Tally the lines in the records below that contain the string "dirt". Reply with the count alone.

____________________

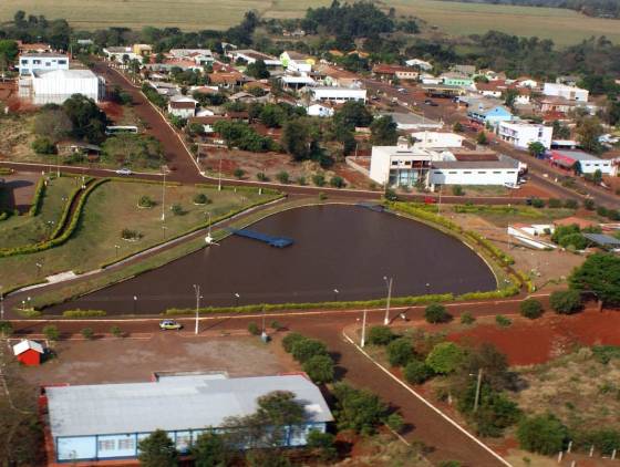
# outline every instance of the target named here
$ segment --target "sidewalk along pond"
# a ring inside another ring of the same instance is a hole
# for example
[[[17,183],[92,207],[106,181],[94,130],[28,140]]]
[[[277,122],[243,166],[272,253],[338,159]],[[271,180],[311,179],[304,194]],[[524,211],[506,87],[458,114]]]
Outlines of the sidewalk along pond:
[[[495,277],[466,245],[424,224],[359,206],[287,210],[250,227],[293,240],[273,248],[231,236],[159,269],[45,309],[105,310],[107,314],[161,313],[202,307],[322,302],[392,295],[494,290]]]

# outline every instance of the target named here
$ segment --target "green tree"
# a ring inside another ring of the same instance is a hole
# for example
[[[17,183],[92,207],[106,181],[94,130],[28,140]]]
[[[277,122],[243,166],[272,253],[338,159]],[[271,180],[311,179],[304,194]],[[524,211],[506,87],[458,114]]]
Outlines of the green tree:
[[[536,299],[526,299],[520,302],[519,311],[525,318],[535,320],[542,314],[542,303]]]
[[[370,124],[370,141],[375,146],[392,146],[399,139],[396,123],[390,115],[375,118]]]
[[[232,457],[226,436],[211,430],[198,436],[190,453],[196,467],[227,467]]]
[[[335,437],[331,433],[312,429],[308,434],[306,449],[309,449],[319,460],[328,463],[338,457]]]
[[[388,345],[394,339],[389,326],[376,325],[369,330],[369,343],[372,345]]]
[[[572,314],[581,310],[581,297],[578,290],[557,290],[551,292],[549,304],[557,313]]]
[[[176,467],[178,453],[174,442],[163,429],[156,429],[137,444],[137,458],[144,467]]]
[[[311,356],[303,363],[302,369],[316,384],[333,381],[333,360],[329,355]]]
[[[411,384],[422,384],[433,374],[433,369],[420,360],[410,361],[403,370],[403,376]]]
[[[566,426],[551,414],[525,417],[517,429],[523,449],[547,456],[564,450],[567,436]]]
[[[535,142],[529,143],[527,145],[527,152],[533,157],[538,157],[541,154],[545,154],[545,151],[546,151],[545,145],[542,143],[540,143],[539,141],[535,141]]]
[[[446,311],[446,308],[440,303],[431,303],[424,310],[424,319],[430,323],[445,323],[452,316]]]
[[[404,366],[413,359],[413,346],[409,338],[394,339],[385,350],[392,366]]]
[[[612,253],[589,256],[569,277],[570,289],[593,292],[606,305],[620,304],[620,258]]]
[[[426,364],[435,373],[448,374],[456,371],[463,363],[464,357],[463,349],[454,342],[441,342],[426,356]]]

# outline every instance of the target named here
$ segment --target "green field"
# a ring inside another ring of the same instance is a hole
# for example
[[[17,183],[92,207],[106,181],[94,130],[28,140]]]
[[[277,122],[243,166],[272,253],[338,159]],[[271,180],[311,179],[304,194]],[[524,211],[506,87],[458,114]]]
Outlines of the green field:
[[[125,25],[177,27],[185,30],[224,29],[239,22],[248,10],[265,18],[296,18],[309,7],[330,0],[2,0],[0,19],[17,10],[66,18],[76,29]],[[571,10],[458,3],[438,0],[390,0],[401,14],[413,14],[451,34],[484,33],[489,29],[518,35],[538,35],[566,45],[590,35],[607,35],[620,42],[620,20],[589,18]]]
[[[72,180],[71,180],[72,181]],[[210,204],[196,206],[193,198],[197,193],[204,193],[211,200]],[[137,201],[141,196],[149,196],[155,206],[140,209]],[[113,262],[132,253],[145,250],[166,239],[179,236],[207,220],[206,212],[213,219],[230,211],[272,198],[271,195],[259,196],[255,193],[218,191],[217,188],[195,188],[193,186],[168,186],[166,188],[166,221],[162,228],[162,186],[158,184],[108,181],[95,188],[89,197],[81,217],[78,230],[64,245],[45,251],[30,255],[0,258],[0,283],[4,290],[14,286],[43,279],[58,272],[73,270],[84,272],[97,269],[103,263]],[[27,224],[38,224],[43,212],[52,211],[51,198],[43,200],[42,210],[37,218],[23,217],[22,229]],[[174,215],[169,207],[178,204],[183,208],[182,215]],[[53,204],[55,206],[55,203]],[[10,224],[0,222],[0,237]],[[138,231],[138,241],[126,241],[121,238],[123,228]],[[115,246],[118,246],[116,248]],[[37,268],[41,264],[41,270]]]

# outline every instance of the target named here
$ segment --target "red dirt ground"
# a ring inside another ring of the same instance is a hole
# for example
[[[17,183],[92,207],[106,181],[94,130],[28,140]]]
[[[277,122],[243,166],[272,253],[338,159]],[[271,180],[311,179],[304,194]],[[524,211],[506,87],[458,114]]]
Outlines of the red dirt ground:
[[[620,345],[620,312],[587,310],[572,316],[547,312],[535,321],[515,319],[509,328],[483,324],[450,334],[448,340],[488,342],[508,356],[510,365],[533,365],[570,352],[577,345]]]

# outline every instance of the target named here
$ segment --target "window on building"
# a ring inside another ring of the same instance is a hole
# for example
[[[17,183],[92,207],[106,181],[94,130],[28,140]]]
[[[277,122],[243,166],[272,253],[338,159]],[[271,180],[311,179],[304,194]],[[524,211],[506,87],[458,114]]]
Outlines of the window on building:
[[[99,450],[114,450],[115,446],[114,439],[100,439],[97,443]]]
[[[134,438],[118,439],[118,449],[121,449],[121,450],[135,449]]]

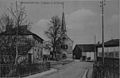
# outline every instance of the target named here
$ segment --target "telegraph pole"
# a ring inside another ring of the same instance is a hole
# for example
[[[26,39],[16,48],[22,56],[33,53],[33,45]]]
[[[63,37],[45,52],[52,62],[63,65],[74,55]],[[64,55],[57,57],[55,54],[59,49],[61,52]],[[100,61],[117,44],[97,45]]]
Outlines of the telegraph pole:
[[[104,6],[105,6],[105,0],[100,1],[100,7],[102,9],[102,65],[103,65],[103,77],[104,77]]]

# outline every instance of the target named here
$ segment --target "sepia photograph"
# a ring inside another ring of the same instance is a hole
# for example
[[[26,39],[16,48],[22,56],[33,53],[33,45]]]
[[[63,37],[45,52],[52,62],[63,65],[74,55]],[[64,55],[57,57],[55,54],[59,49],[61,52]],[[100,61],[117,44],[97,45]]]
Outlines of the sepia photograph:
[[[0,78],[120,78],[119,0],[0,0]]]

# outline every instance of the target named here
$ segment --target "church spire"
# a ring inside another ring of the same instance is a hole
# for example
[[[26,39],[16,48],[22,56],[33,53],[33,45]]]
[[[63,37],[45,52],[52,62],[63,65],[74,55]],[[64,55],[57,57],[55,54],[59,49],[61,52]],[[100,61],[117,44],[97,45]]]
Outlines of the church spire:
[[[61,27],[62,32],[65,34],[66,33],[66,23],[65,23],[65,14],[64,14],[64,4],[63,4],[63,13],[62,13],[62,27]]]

____________________

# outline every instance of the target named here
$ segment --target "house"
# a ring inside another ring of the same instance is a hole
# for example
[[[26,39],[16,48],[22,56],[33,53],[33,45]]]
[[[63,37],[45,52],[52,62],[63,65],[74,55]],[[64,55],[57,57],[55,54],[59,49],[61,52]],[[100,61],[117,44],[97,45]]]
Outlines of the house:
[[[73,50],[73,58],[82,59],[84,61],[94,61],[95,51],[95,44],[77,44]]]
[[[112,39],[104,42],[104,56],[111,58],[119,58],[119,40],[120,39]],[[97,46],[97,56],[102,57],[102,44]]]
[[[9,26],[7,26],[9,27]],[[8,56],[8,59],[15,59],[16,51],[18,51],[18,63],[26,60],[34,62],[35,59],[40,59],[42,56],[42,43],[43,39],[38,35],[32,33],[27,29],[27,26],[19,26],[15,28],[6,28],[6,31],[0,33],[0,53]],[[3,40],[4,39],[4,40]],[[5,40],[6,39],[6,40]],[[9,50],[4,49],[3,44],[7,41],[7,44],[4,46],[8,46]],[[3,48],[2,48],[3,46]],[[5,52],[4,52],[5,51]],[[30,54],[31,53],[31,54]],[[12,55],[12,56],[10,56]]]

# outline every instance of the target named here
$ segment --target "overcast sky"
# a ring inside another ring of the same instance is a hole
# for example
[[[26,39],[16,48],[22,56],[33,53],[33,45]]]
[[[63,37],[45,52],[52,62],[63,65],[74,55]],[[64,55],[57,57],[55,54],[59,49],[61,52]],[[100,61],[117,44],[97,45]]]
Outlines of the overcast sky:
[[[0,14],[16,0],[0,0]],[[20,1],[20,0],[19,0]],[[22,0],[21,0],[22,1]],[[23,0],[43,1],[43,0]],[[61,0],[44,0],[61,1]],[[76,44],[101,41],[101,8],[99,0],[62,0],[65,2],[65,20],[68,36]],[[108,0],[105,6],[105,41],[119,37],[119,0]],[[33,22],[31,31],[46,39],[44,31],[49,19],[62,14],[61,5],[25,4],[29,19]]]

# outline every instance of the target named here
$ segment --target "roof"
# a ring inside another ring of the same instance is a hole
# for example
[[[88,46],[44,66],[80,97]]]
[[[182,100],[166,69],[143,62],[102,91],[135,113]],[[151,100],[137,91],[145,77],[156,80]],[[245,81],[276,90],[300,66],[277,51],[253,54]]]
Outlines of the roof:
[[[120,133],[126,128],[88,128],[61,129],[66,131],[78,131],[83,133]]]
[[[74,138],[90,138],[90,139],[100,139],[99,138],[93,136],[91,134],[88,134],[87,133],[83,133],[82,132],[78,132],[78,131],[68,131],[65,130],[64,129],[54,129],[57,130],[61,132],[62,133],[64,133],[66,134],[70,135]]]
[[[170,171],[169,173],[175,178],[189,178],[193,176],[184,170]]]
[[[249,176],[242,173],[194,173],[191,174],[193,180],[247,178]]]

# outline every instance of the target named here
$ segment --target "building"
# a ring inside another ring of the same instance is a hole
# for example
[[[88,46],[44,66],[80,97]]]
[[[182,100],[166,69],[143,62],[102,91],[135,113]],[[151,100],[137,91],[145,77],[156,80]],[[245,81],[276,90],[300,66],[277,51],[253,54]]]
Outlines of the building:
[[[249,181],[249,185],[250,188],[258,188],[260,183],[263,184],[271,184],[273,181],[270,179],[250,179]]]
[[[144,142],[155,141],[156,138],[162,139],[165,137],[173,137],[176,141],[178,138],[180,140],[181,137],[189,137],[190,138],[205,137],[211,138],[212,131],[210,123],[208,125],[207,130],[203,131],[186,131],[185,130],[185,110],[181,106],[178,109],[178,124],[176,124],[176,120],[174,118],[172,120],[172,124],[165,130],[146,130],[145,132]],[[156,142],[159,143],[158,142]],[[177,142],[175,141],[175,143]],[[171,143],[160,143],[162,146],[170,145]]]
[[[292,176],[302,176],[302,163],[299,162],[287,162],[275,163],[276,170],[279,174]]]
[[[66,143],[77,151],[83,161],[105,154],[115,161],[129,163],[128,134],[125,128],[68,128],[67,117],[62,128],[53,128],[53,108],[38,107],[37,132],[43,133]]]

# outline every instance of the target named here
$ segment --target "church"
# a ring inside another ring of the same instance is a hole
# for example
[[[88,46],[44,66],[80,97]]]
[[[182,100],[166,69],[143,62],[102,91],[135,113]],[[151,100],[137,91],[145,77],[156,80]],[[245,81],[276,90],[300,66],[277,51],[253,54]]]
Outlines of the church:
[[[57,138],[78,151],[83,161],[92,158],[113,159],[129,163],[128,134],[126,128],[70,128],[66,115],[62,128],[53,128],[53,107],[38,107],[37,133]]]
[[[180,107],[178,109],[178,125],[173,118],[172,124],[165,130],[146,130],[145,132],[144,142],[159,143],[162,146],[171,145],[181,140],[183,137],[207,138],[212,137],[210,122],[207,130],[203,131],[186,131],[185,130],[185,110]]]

____________________

◆ Output ◆
2